**WRITTEN REQUEST**
Update the listing from the line with "Q: Locate the green grass lawn" through its final line, replacing "trimmed shrub" with "clipped hedge" and leaving everything else as it is.

**DATA ENTRIES**
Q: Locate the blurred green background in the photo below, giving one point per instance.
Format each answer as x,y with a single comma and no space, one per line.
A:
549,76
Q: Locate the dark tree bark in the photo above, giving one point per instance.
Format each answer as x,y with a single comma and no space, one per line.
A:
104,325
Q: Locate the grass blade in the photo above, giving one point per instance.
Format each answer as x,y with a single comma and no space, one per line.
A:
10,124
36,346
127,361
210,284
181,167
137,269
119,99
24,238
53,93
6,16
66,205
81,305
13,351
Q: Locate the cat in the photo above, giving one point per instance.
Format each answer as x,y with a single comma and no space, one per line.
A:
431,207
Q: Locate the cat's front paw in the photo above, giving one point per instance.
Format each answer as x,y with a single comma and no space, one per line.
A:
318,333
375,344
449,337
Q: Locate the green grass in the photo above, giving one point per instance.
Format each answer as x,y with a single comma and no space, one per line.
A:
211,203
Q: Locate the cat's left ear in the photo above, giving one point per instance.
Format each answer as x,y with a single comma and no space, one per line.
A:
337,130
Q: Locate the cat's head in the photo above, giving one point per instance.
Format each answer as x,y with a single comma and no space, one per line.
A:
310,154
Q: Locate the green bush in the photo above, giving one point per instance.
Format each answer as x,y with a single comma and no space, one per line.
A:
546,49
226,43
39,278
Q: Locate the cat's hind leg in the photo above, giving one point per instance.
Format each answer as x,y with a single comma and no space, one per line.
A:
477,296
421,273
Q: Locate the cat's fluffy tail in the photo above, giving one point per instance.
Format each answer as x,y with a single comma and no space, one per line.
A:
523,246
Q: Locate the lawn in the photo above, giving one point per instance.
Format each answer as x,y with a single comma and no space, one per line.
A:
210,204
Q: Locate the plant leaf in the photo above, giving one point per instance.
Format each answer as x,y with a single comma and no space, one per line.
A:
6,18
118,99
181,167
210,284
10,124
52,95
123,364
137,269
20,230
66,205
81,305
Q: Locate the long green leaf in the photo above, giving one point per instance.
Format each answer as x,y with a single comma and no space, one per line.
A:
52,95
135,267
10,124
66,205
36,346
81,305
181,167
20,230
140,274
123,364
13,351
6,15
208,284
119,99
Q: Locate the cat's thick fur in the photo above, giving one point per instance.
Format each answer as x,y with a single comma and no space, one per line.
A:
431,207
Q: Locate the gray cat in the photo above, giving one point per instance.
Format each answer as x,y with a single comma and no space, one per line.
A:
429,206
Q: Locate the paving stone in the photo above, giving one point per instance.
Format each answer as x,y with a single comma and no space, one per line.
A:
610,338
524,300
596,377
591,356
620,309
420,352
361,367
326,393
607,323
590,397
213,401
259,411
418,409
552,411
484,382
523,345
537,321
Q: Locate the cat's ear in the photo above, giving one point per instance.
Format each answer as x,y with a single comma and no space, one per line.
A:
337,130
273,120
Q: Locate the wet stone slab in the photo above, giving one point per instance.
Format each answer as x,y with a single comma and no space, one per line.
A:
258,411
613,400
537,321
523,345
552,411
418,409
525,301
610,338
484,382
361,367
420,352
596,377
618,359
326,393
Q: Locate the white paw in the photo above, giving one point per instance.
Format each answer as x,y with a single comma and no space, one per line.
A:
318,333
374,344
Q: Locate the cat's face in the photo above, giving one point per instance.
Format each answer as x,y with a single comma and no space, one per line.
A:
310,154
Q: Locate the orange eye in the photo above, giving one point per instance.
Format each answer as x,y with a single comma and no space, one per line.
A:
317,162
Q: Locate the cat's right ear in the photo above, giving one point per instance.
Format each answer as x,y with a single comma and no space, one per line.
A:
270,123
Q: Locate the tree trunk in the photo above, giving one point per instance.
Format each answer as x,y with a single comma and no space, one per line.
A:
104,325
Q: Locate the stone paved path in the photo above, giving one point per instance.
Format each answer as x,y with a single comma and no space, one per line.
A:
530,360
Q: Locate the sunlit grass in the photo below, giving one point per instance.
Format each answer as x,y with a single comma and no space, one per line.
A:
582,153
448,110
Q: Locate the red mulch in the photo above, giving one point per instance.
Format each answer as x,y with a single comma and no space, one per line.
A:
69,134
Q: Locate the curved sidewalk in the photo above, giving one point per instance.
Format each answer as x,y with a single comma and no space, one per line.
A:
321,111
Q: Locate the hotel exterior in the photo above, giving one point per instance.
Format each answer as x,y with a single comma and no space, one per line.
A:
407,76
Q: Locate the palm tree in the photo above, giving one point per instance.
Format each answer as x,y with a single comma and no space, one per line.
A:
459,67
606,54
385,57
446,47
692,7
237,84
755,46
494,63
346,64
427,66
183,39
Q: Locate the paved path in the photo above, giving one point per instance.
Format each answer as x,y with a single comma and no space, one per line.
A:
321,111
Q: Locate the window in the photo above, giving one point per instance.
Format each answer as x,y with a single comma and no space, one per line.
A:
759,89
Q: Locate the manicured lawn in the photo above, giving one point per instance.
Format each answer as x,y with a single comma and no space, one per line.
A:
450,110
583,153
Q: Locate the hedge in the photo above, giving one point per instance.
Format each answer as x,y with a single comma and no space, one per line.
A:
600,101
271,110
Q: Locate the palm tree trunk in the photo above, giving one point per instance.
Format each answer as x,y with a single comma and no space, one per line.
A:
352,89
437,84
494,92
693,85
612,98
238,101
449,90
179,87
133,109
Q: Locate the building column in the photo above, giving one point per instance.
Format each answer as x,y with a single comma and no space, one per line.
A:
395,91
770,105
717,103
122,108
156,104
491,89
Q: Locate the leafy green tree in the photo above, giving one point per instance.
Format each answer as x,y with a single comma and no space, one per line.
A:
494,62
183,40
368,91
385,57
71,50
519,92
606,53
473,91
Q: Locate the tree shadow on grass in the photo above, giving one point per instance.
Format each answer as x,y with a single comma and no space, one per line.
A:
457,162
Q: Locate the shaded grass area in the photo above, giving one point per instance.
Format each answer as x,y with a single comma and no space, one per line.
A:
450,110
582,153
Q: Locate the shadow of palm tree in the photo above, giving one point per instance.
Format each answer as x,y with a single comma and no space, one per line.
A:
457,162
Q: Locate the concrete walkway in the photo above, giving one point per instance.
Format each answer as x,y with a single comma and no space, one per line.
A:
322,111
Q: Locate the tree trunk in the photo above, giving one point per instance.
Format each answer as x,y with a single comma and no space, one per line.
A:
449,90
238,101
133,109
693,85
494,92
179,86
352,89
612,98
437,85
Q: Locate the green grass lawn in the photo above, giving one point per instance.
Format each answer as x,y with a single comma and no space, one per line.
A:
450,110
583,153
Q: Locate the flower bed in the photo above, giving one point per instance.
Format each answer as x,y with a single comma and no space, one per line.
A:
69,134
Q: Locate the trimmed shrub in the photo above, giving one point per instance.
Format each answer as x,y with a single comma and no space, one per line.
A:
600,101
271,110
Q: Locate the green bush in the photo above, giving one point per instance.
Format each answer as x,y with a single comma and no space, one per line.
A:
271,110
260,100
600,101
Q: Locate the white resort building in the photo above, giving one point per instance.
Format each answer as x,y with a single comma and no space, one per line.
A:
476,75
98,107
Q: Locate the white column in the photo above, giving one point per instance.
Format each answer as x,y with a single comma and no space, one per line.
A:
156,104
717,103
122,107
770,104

**CORRECT RESPONSE**
Q: Locate the green grass lawn in the photo above, giving one point per instance.
Format each answer as x,y with a single comma and no space, one per line.
A:
450,110
583,153
Q: Locate the flower bed in the photo above, giving one point per instance.
Format each answer as x,y with a single comma and no space, one per line.
A:
69,134
Q: Locate the clipped hedge in the photo above, giving one point per instance.
Format each answer as x,y with a single comma and no space, one per line.
A:
600,101
271,110
Q: Locate the green bush in the photo above, giving one point per instance.
Format each answer as x,y with a single comma and no space, one per line.
A:
271,110
260,100
600,101
Q: Locate the white resort building in the photo above, giving one point per instance.
Format each answer as x,y with a single comma and no space, one per line.
A:
476,75
98,107
Q: Locate the white column in the photo above, giving one point per instance.
Format each answer as x,y with a single comma and no space, one per line.
A:
156,104
717,103
122,107
770,104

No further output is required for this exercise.